┌──
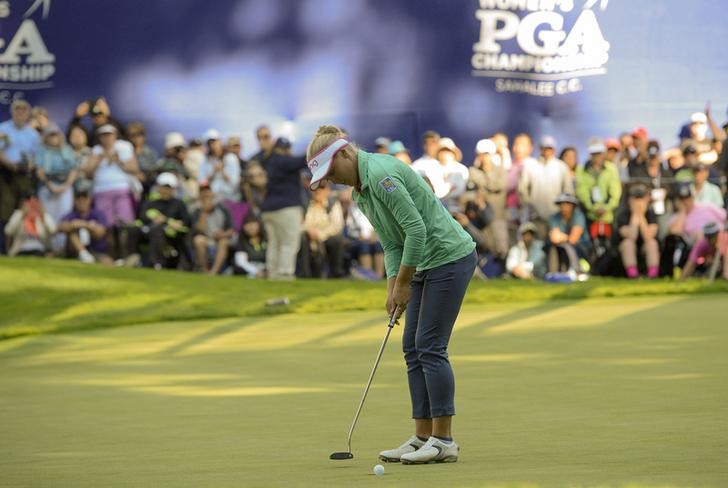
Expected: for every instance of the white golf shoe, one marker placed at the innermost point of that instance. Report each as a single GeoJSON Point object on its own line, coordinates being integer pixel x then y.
{"type": "Point", "coordinates": [434, 451]}
{"type": "Point", "coordinates": [393, 455]}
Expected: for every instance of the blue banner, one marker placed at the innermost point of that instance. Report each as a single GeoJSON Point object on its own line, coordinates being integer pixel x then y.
{"type": "Point", "coordinates": [466, 68]}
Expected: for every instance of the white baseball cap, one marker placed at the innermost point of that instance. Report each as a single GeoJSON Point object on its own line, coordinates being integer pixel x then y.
{"type": "Point", "coordinates": [596, 146]}
{"type": "Point", "coordinates": [485, 146]}
{"type": "Point", "coordinates": [211, 135]}
{"type": "Point", "coordinates": [174, 139]}
{"type": "Point", "coordinates": [699, 118]}
{"type": "Point", "coordinates": [320, 163]}
{"type": "Point", "coordinates": [167, 179]}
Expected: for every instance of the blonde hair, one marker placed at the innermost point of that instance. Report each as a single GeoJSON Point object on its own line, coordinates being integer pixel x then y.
{"type": "Point", "coordinates": [325, 135]}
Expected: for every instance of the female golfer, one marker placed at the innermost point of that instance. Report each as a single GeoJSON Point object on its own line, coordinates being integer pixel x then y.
{"type": "Point", "coordinates": [429, 260]}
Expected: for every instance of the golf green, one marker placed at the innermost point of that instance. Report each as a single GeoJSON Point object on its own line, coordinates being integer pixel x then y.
{"type": "Point", "coordinates": [623, 392]}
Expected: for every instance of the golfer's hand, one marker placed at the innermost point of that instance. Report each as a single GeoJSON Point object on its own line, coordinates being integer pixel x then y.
{"type": "Point", "coordinates": [400, 298]}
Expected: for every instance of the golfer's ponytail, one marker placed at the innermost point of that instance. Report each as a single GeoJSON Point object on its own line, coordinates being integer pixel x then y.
{"type": "Point", "coordinates": [325, 135]}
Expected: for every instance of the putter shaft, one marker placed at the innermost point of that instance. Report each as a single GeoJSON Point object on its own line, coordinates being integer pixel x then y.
{"type": "Point", "coordinates": [392, 321]}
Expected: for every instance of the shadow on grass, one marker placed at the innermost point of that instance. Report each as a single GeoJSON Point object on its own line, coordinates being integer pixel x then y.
{"type": "Point", "coordinates": [212, 333]}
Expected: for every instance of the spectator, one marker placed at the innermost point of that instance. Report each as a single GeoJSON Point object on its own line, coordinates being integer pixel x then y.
{"type": "Point", "coordinates": [489, 181]}
{"type": "Point", "coordinates": [526, 260]}
{"type": "Point", "coordinates": [173, 162]}
{"type": "Point", "coordinates": [475, 219]}
{"type": "Point", "coordinates": [234, 147]}
{"type": "Point", "coordinates": [709, 253]}
{"type": "Point", "coordinates": [322, 241]}
{"type": "Point", "coordinates": [252, 248]}
{"type": "Point", "coordinates": [146, 156]}
{"type": "Point", "coordinates": [282, 211]}
{"type": "Point", "coordinates": [705, 191]}
{"type": "Point", "coordinates": [567, 243]}
{"type": "Point", "coordinates": [265, 144]}
{"type": "Point", "coordinates": [29, 230]}
{"type": "Point", "coordinates": [381, 145]}
{"type": "Point", "coordinates": [399, 151]}
{"type": "Point", "coordinates": [522, 149]}
{"type": "Point", "coordinates": [430, 146]}
{"type": "Point", "coordinates": [78, 141]}
{"type": "Point", "coordinates": [56, 172]}
{"type": "Point", "coordinates": [599, 190]}
{"type": "Point", "coordinates": [638, 152]}
{"type": "Point", "coordinates": [684, 173]}
{"type": "Point", "coordinates": [502, 156]}
{"type": "Point", "coordinates": [450, 178]}
{"type": "Point", "coordinates": [85, 228]}
{"type": "Point", "coordinates": [165, 224]}
{"type": "Point", "coordinates": [614, 155]}
{"type": "Point", "coordinates": [193, 158]}
{"type": "Point", "coordinates": [112, 165]}
{"type": "Point", "coordinates": [637, 233]}
{"type": "Point", "coordinates": [570, 158]}
{"type": "Point", "coordinates": [254, 186]}
{"type": "Point", "coordinates": [39, 119]}
{"type": "Point", "coordinates": [100, 114]}
{"type": "Point", "coordinates": [686, 226]}
{"type": "Point", "coordinates": [18, 144]}
{"type": "Point", "coordinates": [428, 162]}
{"type": "Point", "coordinates": [629, 150]}
{"type": "Point", "coordinates": [540, 182]}
{"type": "Point", "coordinates": [692, 216]}
{"type": "Point", "coordinates": [212, 232]}
{"type": "Point", "coordinates": [220, 171]}
{"type": "Point", "coordinates": [698, 134]}
{"type": "Point", "coordinates": [360, 239]}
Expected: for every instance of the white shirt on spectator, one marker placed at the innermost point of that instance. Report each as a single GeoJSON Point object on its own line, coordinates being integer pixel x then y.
{"type": "Point", "coordinates": [109, 175]}
{"type": "Point", "coordinates": [448, 180]}
{"type": "Point", "coordinates": [20, 141]}
{"type": "Point", "coordinates": [541, 182]}
{"type": "Point", "coordinates": [225, 190]}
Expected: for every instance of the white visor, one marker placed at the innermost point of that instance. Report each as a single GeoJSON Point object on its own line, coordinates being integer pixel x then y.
{"type": "Point", "coordinates": [320, 163]}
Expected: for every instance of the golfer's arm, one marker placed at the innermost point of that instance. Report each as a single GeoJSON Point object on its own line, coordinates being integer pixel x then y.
{"type": "Point", "coordinates": [404, 277]}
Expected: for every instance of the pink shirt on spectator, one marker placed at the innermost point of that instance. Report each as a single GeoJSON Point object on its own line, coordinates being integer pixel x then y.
{"type": "Point", "coordinates": [701, 214]}
{"type": "Point", "coordinates": [702, 249]}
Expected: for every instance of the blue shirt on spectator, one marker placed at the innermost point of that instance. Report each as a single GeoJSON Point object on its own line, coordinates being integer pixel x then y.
{"type": "Point", "coordinates": [284, 182]}
{"type": "Point", "coordinates": [96, 245]}
{"type": "Point", "coordinates": [577, 219]}
{"type": "Point", "coordinates": [20, 142]}
{"type": "Point", "coordinates": [56, 163]}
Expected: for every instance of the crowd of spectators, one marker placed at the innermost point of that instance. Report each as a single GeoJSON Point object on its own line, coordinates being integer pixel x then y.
{"type": "Point", "coordinates": [97, 192]}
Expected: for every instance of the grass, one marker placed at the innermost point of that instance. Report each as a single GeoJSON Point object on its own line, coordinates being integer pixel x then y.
{"type": "Point", "coordinates": [552, 393]}
{"type": "Point", "coordinates": [48, 296]}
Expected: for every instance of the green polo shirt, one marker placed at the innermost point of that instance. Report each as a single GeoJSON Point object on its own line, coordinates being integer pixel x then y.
{"type": "Point", "coordinates": [411, 223]}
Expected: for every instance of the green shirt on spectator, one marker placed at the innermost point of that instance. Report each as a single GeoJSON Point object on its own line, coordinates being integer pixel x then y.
{"type": "Point", "coordinates": [411, 223]}
{"type": "Point", "coordinates": [599, 189]}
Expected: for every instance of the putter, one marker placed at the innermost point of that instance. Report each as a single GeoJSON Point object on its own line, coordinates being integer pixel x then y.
{"type": "Point", "coordinates": [348, 454]}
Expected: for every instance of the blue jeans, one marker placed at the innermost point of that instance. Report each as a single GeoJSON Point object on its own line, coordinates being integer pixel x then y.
{"type": "Point", "coordinates": [430, 316]}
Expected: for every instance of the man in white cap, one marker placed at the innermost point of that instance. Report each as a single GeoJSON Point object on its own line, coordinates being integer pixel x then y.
{"type": "Point", "coordinates": [18, 145]}
{"type": "Point", "coordinates": [222, 174]}
{"type": "Point", "coordinates": [175, 154]}
{"type": "Point", "coordinates": [541, 181]}
{"type": "Point", "coordinates": [599, 189]}
{"type": "Point", "coordinates": [489, 180]}
{"type": "Point", "coordinates": [163, 223]}
{"type": "Point", "coordinates": [709, 252]}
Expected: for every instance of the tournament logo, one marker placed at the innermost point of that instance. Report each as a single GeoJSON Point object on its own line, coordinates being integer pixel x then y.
└──
Problem
Write out again, exactly as they appear above, the lines from the one containing "Expected: for every instance of the green shirt" to the final line, and only those.

Answer space
Expected: for every instance of the green shirt on spectator, one marker placed at the innermost point of that instance. Report each as a single GeoJSON Point object on its own line, coordinates being integer pixel x then y.
{"type": "Point", "coordinates": [411, 223]}
{"type": "Point", "coordinates": [599, 189]}
Expected: for every instance of the putter, one marker placed at the innermost point of that instance. Report each as a single GeoJSON Point object on its own line, coordinates being integer pixel x then y.
{"type": "Point", "coordinates": [348, 454]}
Expected: for every instance of the blue jeans, one marker placed at the innermost point of that instance. Report each as a single GeoJSON Point object on its own line, coordinates being integer pixel x then y.
{"type": "Point", "coordinates": [430, 316]}
Expected: for every instance of the man in white cap, one marker placed at the innermost point of that instance. Report each as a single GeoJSON Point object on its own line, coordinates being integer pixel x then y.
{"type": "Point", "coordinates": [18, 145]}
{"type": "Point", "coordinates": [222, 174]}
{"type": "Point", "coordinates": [175, 154]}
{"type": "Point", "coordinates": [541, 181]}
{"type": "Point", "coordinates": [599, 189]}
{"type": "Point", "coordinates": [489, 180]}
{"type": "Point", "coordinates": [163, 223]}
{"type": "Point", "coordinates": [709, 252]}
Expected: for every instance of the tournament logo, one marker placed at the innermost point of that instance. Report each as a single GeoJSON Point object on its own line, coordinates being integer pixel x then y.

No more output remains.